→ GOAL OF THE EXERCISE
Copy exactly the lines that run from the one containing "In the photograph above, where can the distant shoreline" through the end of the entries, both ends included.

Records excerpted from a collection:
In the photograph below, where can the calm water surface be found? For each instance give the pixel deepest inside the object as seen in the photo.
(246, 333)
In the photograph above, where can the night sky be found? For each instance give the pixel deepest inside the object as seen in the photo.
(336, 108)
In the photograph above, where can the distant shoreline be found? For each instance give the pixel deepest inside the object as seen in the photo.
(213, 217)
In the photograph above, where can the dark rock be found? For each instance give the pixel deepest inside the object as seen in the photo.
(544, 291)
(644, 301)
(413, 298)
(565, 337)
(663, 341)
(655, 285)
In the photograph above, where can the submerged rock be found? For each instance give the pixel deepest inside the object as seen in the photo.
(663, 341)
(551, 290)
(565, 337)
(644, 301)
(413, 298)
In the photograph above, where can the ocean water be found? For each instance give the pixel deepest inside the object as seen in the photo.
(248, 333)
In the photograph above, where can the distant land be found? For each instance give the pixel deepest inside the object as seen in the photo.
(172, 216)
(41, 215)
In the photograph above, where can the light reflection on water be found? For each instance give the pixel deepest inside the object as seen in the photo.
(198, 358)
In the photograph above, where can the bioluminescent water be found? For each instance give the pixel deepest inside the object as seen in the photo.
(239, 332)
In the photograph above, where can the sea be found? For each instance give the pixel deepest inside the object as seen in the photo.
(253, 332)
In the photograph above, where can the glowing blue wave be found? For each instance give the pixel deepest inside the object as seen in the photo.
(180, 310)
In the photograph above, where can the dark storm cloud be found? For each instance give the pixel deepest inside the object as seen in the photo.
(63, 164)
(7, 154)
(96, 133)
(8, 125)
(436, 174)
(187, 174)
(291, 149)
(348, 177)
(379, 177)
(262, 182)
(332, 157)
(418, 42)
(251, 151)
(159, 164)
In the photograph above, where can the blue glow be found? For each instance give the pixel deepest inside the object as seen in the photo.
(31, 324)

→ FINISHED TASK
In the photograph above, where can the distant shoreline be found? For each instance give the pixel deepest inside the object as seen in the photo.
(213, 217)
In the photograph above, where can the dark rock be found? For each instance give the pixel deepest inside the object as seen in the photo.
(544, 291)
(644, 301)
(413, 298)
(565, 337)
(663, 341)
(655, 285)
In the photograph above, where can the submerged rock be found? For each instance give the pixel deepest inside the object as seen in the photo.
(663, 341)
(551, 290)
(565, 337)
(644, 301)
(413, 298)
In the photograph above, where can the ocean water be found? For each instance give the pixel deepest inside the object as seen in the photo.
(248, 333)
In the photograph above, where can the distant land be found? For each instance give the pixel deepest inside the object as seen in the photo.
(172, 216)
(41, 215)
In the photograph above, where can the light reflection on water be found? For each instance give the pixel deepest inside the object as seen in the photo.
(198, 358)
In the photograph above, where can the bioluminescent water be found? For each instance give the pixel deepest inside the object as seen in the photo.
(239, 332)
In the photograph above, where can the sea be found? For each instance give the pixel deepest inside the object as seen in the photo.
(253, 332)
In the photograph above, where can the glowing blue wave be found? For each instance give the pixel deepest inside the object as seen in the photo.
(180, 310)
In the photograph above, where can the dark storm cloud be found? For each instance give the pixel deepest inside the object as seen in the photo.
(63, 164)
(7, 154)
(96, 133)
(8, 125)
(436, 174)
(187, 174)
(291, 149)
(348, 177)
(379, 177)
(262, 182)
(332, 157)
(418, 42)
(251, 151)
(159, 164)
In the photograph above, where can the blue glow be found? For each instance give the pixel deepest inside the object as seen in the photo.
(31, 324)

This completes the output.